• [What this task involves]
Your reply must consist of the data below, reproduced character for character.

───── Records for this exercise

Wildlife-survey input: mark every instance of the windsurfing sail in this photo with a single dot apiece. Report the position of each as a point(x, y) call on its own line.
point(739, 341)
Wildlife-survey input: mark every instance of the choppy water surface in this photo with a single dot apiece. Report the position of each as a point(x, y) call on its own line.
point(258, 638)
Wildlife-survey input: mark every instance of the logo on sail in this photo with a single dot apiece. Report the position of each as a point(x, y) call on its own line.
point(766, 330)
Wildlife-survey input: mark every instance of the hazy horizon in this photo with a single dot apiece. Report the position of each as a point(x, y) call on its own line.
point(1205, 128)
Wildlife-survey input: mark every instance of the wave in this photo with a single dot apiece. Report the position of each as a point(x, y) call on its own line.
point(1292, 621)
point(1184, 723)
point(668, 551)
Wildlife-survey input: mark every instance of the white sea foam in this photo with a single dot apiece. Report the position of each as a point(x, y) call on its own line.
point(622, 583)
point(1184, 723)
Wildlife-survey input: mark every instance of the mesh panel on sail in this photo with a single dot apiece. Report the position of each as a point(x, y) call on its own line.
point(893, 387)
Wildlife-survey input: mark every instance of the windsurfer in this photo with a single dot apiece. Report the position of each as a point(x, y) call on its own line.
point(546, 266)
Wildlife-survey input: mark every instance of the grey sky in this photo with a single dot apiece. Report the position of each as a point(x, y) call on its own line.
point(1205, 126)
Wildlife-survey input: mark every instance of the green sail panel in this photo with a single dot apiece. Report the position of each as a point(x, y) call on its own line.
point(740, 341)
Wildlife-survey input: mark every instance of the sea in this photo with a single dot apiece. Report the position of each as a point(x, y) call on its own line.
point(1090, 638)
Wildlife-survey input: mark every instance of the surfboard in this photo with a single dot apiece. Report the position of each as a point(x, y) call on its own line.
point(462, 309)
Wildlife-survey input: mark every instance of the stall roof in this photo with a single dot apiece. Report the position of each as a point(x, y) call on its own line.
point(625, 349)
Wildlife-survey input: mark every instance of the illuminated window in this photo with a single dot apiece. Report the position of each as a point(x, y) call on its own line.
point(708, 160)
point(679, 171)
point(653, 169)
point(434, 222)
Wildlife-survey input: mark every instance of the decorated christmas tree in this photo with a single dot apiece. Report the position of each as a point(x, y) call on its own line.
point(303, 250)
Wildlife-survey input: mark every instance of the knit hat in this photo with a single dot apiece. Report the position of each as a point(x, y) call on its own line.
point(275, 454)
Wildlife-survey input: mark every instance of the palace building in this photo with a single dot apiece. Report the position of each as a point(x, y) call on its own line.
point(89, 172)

──────────

• [Result]
Wildlife-survey input: mark every instance of the windsurfing sail in this photo with a single dot apiece. Report the position of each as a point(x, y) call on its own line.
point(739, 341)
Wildlife-survey input: mark every instance of the choppy water surface in this photo with a single dot apiece. Report the position of each as a point(x, y) call on its own line.
point(258, 638)
Wildlife-survey input: mark every instance of the logo on sail in this photo with a single dot apiece. Report the position of each as a point(x, y) call on its own line.
point(766, 330)
Wildlife-survey input: mark every instance of the hazy horizon in this photo with a single dot apiece. Report the position of each as a point(x, y) call on its own line.
point(1205, 128)
Wildlife-survey input: mark every instance of the wave in this photo with a single dot apiece. Report the position of each as a point(x, y) call on its own line.
point(1292, 621)
point(1184, 723)
point(668, 551)
Wildlife-survey input: mark every instance of the white sea foam in this photo with a single dot apiece. Report the position of each as a point(x, y) call on its own line.
point(622, 583)
point(1184, 723)
Wildlife-survey input: mark every instance of the mesh panel on sail in this photo with a single dot apiece. Report the position of each as a point(x, y) call on its own line.
point(893, 387)
Wildlife-survey input: mark every instance of the windsurfer in this photo with a single dot apiece. Report the position of each as a point(x, y) call on its own line.
point(546, 266)
Wildlife-survey input: mark every instance of the grey sky in this photo with a single dot apiece. Report the position of each as a point(x, y) call on its own line.
point(1205, 126)
Wildlife-survey input: mark every instance of the green sail panel in this photo with a single dot apiece. Report the position of each as a point(x, y) call on its own line.
point(740, 341)
Wildlife-survey input: mark every instance of the sea in this photo with a single dot apiece. Report the position of each as a point(x, y) call on its own line.
point(1090, 638)
Wildlife-survey input: mark every instance of the surfboard in this photo with a single dot apiece. Report the position of each as a point(x, y) call on its own line.
point(462, 309)
Wildlife-survey input: mark every instance of the stall roof in this photo with a single dot apiece. Report the position of each as a point(x, y) call on its own line.
point(625, 349)
Wildlife-survey input: mark every instance of the illuminated window in this photo with a single dot apiece. Report the position of each as a point(x, y) call on its own line.
point(708, 160)
point(679, 171)
point(653, 169)
point(434, 222)
Wildlife-survey input: mark every instance of the decorated christmas tree in this photo with a single dot apiece. Report the position of each as a point(x, y) call on its own line.
point(303, 250)
Wildlife-survey input: mark every instance of the knit hat in this photo with a single dot apiece. Report the position of each as a point(x, y) call on its own line.
point(275, 454)
Wildlife-survey input: mark every instance of the palace building in this photo with a single dot apiece. Report the position of each as a point(x, y) call on its own line.
point(89, 172)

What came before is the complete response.